- _Estratto della pagina_:
┏━━
Dalle cellule riprogrammate al primo embrione sintetico

Dalle cellule riprogrammate al primo embrione sintetico

Due studi indipendenti hanno ottenuto il primo blastoide, simile alla blastocisti, stadio iniziale dell’embrione. Un risultato possibile grazie a una scoperta da Nobel che permette alle cellule di “viaggiare nel tempo”

di Caterina Demma

Quante volte abbiamo detto: “Come vorrei tornare indietro!” I viaggi nel tempo avvengono solo nei nostri sogni, nella realtà questo privilegio non ci è concesso. Diverso è il destino delle cellule che possono essere riprogrammate e ritornare “bambine”. Grazie alle cellule riprogrammate sono stati realizzati i primi embrioni sintetici.

In passato i primi modelli in vitro erano costituiti da cellule staminali murine, fino a ora non era stato possibile ottenere blastocisti, cioè lo stadio raggiunto dall’embrione dopo 5 o 6 giorni di sviluppo, simili a quelle umane. Due studi pubblicati su Nature mostrano i progressi chiave che hanno portato a questo risultato.

Nel primo studio, condotto da Leqian Yu dell’Università del Texas; sono state impiegate cellule staminali pluripotenti indotte o cellule staminali embrionali derivanti da blastocisti. Invece, nel secondo studio Xiaodong Liu del Monash University ha utilizzato cellule epiteliali adulte riprogrammate, chiamate fibroblasti, per formare una popolazione cellulare mista.

Le cellule sono state seminate in piastre di coltura 3D e sono state trattate con fattori di crescita necessari per lo sviluppo della blastocisti. In entrambi i casi, vengono descritti per la prima volta blastoidi umani ottenuti dopo 6-8 giorni che hanno una forma simile a quella delle blastocisti. Come è stato possibile? Grazie all’ottimizzazione dei protocolli di coltura e all’utilizzo di cellule in grado di “viaggiare nel tempo”.
┗━━
- _Materiale estratto_:
┏━━
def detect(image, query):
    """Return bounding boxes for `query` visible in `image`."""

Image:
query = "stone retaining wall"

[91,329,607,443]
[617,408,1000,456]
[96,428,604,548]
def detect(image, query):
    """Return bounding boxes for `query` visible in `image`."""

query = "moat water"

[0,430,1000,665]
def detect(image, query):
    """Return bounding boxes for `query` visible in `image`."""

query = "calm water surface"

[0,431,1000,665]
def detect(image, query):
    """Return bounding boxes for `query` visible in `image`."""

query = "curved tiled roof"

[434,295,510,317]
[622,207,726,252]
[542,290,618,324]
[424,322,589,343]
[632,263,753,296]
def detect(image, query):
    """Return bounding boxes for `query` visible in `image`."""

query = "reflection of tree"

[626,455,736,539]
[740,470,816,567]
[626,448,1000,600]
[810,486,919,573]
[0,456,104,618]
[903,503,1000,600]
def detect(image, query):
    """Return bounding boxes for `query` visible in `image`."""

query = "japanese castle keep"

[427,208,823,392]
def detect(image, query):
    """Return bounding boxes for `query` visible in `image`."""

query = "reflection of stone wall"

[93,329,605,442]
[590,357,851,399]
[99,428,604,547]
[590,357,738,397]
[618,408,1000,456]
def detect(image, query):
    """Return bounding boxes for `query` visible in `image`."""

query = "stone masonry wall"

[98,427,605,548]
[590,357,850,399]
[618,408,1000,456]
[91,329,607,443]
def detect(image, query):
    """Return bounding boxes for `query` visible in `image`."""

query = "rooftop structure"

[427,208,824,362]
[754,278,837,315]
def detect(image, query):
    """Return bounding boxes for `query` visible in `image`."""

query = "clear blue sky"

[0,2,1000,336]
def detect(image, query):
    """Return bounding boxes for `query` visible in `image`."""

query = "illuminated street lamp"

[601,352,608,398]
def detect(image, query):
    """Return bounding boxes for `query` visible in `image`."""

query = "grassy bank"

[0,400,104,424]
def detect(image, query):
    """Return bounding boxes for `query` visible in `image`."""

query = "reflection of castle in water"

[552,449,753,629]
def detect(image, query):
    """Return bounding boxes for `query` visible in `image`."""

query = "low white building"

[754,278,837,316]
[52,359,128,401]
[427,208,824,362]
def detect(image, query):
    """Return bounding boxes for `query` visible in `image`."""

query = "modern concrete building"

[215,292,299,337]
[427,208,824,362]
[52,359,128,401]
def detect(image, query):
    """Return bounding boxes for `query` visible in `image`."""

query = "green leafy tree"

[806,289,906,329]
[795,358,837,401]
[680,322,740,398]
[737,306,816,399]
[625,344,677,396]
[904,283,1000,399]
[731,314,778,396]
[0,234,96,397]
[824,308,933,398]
┗━━
- _Da fare_:
**a)** Elenca i tipi di cellule usati nei due studi pubblicati su Nature, come li riporta l'articolo sull'embrione sintetico.
**b)** Scrivi come prosegue l'articolo sull'embrione sintetico, partendo dopo la sua ultima frase.
Le voci non servono per questo lavoro.

- _Risposte ai compiti_:
**a)**
- Cellule staminali pluripotenti indotte
- Cellule staminali embrionali derivanti da blastocisti
- Cellule epiteliali adulte riprogrammate, chiamate fibroblasti

**b)**
Spostiamoci quindi in un passato molto recente, e in particolare nel 2012, quando John Gurdon e Shinya Yamanaka vinsero il Nobel per la Medicina per aver scoperto che le cellule mature possono essere riprogrammate per diventare pluripotenti. Ma facciamo un ulteriore passo indietro: da dove sono partiti i loro studi? Da molto lontano, ci viene da dire. Infatti, nel 1978 Gurdon ha scoperto che una cellula adulta può perdere la sua identità ed essere riprogrammata per specializzarsi in un tipo di cellula completamente diverso.

Gurdon ha iniziato i suoi studi sulla riprogrammazione cellulare negli anni Cinquanta e ha intuito che in particolari condizioni la cellula può ritornare “bambina” anche quando è ormai adulta e specializzata. Ha dimostrato questa sua intuizione con un esperimento in cui ha sostituito il nucleo di una cellula uovo immatura di rana con il nucleo di una cellula intestinale adulta. La cellula uovo si è sviluppata ed è diventata un girino.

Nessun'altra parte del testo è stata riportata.